▼▼▼

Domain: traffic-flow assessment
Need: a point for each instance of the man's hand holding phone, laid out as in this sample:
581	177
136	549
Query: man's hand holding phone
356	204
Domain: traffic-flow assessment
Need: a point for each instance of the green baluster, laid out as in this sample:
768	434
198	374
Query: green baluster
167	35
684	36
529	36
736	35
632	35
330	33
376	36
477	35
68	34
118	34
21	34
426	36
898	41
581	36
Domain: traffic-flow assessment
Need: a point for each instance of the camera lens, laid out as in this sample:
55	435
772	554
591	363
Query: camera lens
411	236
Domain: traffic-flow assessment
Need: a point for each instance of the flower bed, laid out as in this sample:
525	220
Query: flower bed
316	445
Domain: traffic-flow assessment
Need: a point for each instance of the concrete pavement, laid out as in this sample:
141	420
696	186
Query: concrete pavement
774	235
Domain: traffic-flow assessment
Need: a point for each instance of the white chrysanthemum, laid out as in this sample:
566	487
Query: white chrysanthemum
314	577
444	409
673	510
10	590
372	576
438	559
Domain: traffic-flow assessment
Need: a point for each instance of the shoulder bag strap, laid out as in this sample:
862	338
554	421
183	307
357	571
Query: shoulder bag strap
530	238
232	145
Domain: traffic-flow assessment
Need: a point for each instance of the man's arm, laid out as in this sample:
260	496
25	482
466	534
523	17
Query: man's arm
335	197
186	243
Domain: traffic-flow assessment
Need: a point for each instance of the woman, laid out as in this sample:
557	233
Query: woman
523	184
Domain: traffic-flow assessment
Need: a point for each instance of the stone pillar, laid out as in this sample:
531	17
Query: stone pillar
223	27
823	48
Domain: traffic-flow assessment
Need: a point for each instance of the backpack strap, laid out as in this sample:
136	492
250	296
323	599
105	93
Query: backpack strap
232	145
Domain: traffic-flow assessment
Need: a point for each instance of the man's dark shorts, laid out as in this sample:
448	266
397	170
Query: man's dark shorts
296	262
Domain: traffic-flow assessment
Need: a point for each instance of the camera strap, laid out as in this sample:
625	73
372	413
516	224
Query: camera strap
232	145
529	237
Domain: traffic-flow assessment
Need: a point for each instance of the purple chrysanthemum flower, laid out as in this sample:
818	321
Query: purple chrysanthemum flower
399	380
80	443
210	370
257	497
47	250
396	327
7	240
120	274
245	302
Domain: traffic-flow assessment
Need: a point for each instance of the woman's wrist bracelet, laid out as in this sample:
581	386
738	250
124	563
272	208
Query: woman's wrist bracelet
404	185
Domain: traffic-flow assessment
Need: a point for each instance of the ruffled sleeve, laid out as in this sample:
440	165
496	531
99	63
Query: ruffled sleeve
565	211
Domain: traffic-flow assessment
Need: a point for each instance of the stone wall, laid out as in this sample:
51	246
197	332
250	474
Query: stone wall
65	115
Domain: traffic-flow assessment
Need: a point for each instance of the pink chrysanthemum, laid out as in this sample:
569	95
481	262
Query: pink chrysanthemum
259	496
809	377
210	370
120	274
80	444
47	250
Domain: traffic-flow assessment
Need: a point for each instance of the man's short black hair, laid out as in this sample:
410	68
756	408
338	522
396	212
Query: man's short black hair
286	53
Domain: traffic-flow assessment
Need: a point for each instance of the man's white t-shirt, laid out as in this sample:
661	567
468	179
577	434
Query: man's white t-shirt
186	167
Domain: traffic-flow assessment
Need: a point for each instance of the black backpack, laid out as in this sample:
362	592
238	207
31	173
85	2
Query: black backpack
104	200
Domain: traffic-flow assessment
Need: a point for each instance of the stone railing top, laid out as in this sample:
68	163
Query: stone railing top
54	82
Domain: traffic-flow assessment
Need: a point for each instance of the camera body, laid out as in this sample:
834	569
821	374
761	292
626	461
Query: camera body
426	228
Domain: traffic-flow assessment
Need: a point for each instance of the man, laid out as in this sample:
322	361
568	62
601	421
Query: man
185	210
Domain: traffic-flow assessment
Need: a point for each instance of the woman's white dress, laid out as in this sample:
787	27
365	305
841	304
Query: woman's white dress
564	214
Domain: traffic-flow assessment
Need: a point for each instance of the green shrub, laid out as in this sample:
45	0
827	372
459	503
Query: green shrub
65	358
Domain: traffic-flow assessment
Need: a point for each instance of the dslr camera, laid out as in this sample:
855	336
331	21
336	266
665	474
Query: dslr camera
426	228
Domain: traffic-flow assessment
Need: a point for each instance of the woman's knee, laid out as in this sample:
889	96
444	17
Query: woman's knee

▲▲▲

→ **Task directions**
One exact transcript of the whole listing is the expected answer.

→ **Output of the task**
Domain: traffic-flow assessment
Need: a point for each instance of the man's hand holding phone, laid out as in this sample:
581	177
136	549
Query: man's hand holding phone
356	204
Domain: traffic-flow assessment
Need: a point for each instance of the green baluster, laid out as in this sample:
768	434
198	374
Query: green baluster
167	35
684	36
529	36
736	35
632	35
330	33
376	36
477	35
68	34
118	34
21	34
426	36
898	41
581	36
Domain: traffic-flow assessment
Need: a point for each instance of the camera lens, laid out as in this sample:
55	435
772	554
591	363
Query: camera lens
411	236
Domain: traffic-flow assessment
Need: a point for each instance of the flower bed, laid out as in this sample:
525	220
Query: flower bed
316	445
Domain: traffic-flow assessment
Need: a point for each instance of the concrete pavement, laid out as in this sample:
141	420
696	186
Query: concrete pavement
774	235
Domain: traffic-flow assessment
Need: a point for each instance of the white chrysanthemum, laid out as in this sample:
566	487
Query: white chrysanthemum
314	577
444	409
673	510
10	590
372	576
438	559
Domain: traffic-flow assessment
Need: a point for each instance of the shoulder bag strap, laid out as in this sample:
862	338
554	421
183	307
357	571
Query: shoulder bag strap
530	238
232	145
Domain: traffic-flow assessment
Need: a point for each instance of the man's arm, laid out as in this sample:
260	496
25	482
466	534
523	17
Query: man's arm
335	197
186	243
Domain: traffic-flow assessment
Need: a point for each instance of the woman, laid out as in this sample:
557	233
Query: woman
523	184
Domain: traffic-flow assessment
Need: a point for each instance of the stone pillar, laid out as in this sample:
531	17
Query: stone pillar
223	27
823	48
Domain: traffic-flow assessment
Need: a point for each instance of the backpack strap, laid out as in this sample:
136	492
250	296
323	599
105	93
Query: backpack strap
232	145
Domain: traffic-flow assessment
Need: a point for each instance of the man's dark shorts, laid out as in this sample:
448	266
397	170
Query: man's dark shorts
296	262
Domain: traffic-flow assessment
Need: a point for each instance of the camera strap, laid out as in this sample:
625	73
372	413
516	224
Query: camera strap
232	145
529	237
Domain: traffic-flow assessment
Need: a point for each instance of the purple chrysanthemum flower, laid out as in this sample:
818	321
Query: purple chrysanthemum flower
399	380
80	443
210	370
257	497
47	250
396	327
7	240
120	274
245	302
Domain: traffic-flow assessment
Need: a point for each instance of the woman's wrist bracelet, laid out as in this sample:
581	386
738	250
124	563
272	208
Query: woman's wrist bracelet
404	185
Domain: traffic-flow assessment
Need: a point for each instance of the ruffled sleeve, laid out as in this sample:
440	165
496	531
99	63
Query: ruffled sleeve
565	211
Domain: traffic-flow assessment
Need: a point for each instance of the stone wall, laid out as in this sample:
51	246
197	332
250	474
Query: stone wall
65	115
Domain: traffic-flow assessment
Need: a point for each instance of the pink chrysanthemum, laid out as in this sample:
569	95
481	262
Query: pink chrysanthemum
259	496
809	377
210	370
120	274
80	444
47	250
Domain: traffic-flow assessment
Need: a point for each instance of the man's short black hair, laid out as in this sample:
410	68
756	408
338	522
396	212
Query: man's short black hair
286	53
Domain: traffic-flow assessment
Need: a point for each instance of the man's white t-shirt, laid out as in this sample:
661	567
468	179
577	434
Query: man's white t-shirt
186	167
Domain: traffic-flow assessment
Need: a point for each instance of the black backpack, laid out as in this sample:
362	592
238	207
31	173
85	2
Query: black backpack
104	200
Domain: traffic-flow assessment
Need: a point for each instance of the stone railing top, laid out as in this sample:
68	163
Query: stone railing top
54	82
Domain: traffic-flow assessment
Need: a point for each instance of the camera body, laid out as in this sample:
834	569
821	374
761	292
626	461
Query: camera body
426	228
Domain: traffic-flow assessment
Need: a point for each instance of the man, laid out as in this sample:
322	361
568	62
601	421
Query: man
185	210
Domain: traffic-flow assessment
Need: a point for each instance of the woman's white dress, laid out as in this sample:
787	27
365	305
841	304
Query: woman's white dress
564	214
Domain: traffic-flow assessment
Need: a point for each instance of the green shrub, laid out as in this sample:
45	0
827	372
459	503
Query: green shrub
65	358
Domain: traffic-flow assessment
Need: a point for each instance of the dslr camera, laid out as in this sample:
855	336
331	21
336	266
665	474
Query: dslr camera
426	228
Domain: traffic-flow assessment
Need: a point for each instance of the woman's knee, laid out as in this sample:
889	96
444	17
Query: woman's knee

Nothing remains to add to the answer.